Can you format the lines of the data below as a JSON list of strings, one string per line with blank lines left out, running from the line with "Indicate the shetland" to the line with "[(644, 171)]", both included?
******
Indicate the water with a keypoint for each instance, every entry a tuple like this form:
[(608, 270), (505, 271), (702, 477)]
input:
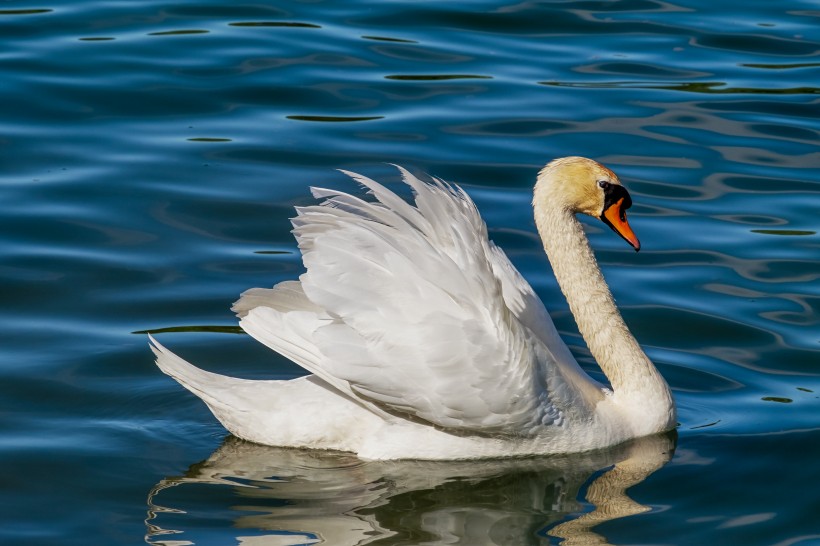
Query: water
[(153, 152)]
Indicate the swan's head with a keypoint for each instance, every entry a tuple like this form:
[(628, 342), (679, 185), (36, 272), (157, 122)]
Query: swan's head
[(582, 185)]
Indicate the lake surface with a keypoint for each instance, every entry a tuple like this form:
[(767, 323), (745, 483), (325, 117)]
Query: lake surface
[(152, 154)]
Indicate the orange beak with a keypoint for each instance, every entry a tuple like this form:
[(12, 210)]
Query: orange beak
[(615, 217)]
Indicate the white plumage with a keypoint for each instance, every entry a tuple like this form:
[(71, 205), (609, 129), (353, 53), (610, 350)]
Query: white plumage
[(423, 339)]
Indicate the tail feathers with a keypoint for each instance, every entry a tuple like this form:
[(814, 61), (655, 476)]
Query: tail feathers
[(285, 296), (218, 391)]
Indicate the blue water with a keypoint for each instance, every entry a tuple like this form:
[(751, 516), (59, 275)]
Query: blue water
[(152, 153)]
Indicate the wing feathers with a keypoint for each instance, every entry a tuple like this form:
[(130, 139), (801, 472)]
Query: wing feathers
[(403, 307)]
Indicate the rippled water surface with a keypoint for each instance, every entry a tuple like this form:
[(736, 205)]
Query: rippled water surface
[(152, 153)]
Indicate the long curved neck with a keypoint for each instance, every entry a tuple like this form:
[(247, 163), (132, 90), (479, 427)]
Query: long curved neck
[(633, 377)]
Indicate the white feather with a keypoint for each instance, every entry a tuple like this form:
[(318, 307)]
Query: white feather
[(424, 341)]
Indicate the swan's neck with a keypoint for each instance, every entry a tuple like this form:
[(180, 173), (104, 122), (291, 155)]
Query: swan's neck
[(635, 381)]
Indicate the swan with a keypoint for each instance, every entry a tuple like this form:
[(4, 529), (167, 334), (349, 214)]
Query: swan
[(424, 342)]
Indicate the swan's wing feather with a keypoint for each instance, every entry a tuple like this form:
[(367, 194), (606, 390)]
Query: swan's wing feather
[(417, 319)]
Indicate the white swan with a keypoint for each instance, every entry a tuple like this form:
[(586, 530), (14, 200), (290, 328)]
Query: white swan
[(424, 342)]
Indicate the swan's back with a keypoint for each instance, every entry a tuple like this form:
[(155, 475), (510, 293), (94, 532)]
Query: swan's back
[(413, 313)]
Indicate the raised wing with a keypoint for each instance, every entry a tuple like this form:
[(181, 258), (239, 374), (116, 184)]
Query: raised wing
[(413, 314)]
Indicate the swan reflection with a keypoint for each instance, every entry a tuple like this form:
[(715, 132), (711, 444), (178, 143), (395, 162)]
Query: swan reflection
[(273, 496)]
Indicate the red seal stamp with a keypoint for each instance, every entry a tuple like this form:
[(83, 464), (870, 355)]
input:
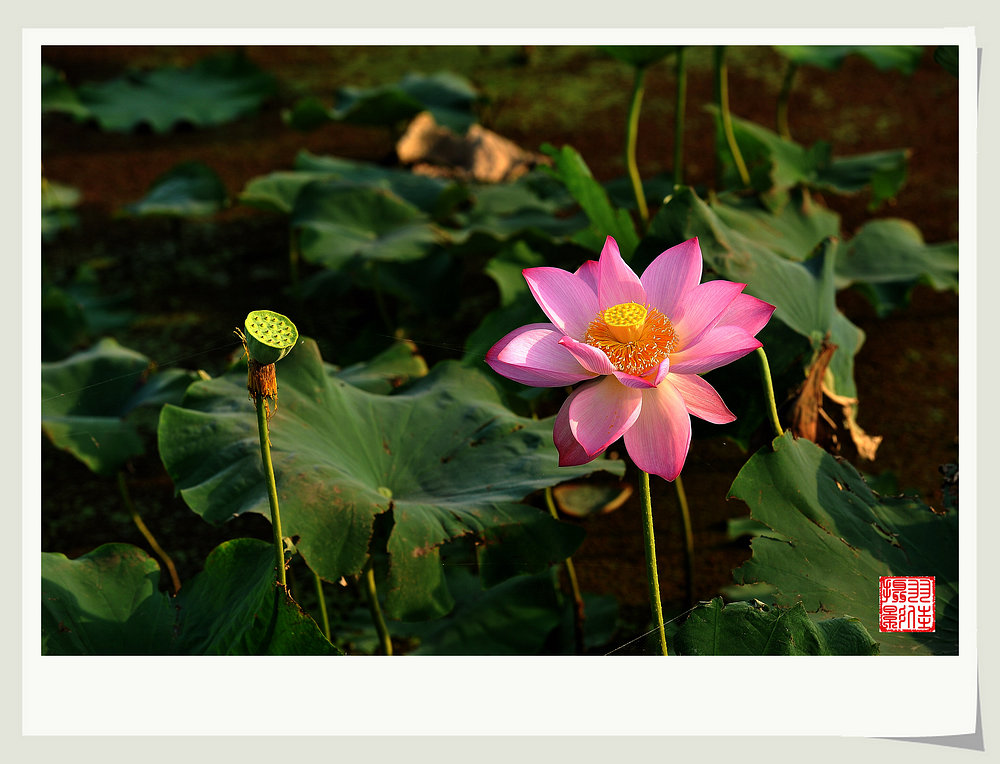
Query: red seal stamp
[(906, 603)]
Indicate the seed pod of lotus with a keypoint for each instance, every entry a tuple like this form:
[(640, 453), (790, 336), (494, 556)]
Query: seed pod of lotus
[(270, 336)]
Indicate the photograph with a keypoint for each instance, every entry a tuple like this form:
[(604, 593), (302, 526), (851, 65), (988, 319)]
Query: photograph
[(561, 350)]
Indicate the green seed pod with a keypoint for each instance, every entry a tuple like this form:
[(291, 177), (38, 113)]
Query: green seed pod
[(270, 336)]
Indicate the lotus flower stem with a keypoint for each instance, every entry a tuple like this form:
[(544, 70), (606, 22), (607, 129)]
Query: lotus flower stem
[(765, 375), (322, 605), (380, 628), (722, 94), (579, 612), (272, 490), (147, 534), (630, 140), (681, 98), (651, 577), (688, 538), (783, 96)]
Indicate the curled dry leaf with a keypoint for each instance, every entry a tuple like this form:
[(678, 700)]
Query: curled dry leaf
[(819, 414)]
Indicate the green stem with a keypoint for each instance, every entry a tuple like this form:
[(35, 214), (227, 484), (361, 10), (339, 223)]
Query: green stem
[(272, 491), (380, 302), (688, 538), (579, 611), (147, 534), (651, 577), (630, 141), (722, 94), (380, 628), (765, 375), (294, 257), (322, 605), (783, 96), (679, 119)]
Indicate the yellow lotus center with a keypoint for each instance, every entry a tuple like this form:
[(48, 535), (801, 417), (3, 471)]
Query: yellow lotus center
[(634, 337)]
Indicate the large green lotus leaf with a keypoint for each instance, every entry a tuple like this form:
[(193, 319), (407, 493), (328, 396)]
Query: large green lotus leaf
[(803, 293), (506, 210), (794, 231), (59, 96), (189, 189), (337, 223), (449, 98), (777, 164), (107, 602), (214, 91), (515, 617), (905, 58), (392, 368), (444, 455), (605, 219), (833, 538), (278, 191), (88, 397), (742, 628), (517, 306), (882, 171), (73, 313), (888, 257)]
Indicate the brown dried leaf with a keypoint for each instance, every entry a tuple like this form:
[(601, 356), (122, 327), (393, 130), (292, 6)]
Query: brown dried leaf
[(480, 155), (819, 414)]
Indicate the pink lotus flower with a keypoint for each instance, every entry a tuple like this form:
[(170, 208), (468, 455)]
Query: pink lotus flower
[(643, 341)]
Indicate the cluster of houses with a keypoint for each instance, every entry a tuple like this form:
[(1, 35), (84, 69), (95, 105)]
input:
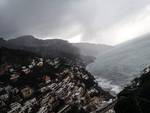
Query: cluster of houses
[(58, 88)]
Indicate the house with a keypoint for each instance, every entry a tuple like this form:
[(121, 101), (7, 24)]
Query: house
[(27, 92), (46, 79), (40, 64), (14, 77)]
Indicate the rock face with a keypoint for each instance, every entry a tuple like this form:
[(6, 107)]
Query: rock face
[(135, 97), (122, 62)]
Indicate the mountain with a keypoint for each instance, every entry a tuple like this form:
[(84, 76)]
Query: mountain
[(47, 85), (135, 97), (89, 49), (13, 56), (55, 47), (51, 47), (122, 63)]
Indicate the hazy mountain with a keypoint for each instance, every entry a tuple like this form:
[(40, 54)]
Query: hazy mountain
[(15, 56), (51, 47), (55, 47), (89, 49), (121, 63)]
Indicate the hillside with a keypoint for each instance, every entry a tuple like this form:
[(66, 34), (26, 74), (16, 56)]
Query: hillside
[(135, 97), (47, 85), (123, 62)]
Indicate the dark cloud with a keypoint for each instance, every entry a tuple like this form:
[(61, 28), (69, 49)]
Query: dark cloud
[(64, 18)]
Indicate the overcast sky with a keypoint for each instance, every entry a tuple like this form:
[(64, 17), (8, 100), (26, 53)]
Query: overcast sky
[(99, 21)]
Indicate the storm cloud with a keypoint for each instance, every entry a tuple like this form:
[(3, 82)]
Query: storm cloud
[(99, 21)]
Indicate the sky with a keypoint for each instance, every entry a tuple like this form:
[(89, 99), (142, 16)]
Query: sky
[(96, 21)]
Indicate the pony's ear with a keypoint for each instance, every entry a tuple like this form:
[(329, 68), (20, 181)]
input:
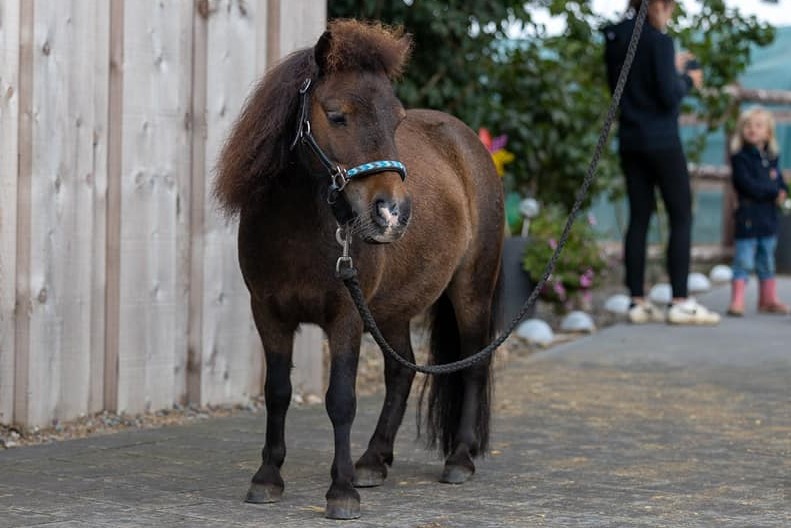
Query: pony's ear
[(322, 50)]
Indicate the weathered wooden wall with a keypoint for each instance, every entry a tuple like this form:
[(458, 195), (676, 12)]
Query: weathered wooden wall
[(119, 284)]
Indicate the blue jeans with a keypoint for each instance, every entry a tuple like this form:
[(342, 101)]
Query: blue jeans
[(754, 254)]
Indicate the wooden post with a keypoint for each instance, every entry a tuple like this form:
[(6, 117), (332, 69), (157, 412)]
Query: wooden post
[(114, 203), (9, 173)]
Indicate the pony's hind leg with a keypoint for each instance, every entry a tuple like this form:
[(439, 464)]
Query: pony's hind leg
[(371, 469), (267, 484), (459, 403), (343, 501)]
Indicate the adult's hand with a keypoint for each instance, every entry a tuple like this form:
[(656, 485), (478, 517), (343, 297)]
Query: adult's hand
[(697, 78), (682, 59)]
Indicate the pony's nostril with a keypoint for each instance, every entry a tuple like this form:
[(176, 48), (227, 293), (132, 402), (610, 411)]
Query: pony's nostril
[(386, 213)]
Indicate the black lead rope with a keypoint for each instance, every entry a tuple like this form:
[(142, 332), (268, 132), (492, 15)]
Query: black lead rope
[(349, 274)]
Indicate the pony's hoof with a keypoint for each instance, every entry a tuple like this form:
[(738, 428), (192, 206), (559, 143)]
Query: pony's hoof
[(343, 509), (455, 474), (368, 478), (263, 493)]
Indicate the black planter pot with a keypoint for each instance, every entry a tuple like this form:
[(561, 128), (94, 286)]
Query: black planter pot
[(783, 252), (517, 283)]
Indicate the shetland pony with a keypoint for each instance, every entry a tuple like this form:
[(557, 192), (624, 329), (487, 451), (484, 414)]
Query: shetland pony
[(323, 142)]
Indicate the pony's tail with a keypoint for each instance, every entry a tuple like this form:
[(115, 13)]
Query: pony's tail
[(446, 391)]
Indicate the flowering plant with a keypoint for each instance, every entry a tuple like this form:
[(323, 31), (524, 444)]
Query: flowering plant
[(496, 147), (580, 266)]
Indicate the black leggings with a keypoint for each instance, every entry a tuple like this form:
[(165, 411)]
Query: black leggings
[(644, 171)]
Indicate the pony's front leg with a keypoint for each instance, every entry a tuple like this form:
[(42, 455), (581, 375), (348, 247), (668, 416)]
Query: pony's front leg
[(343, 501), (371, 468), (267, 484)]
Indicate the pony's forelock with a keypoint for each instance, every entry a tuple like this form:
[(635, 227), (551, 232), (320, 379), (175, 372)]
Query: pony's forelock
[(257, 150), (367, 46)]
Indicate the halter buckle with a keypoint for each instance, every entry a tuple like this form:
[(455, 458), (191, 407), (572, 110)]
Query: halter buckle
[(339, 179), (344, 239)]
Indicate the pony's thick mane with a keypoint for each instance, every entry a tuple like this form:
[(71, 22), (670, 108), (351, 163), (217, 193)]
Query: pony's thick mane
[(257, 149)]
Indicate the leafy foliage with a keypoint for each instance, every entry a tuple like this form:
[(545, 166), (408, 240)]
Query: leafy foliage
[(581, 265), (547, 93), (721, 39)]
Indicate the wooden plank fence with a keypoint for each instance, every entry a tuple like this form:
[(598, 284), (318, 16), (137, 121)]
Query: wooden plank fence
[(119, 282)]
******
Result of the task:
[
  "Indicate the shetland pony with a keypoint for each instance, every entry a tuple like this form:",
  "[(557, 192), (624, 329), (487, 451), (484, 414)]",
  "Query: shetland pony",
  "[(323, 142)]",
  "Indicate the pony's tail with a keypoint for each instance, every entry a tuple like this form:",
  "[(115, 13)]",
  "Query: pony's tail",
  "[(446, 391)]",
  "Indicate the flowering plant with a keypoint for each instance, every entry a tuple like this form:",
  "[(323, 31), (524, 444)]",
  "Query: flowering plant",
  "[(496, 147), (580, 266)]",
  "Indicate the black leggings with a keypoint for each instance, every entry a tuple like this form:",
  "[(165, 411)]",
  "Query: black leggings",
  "[(644, 171)]"
]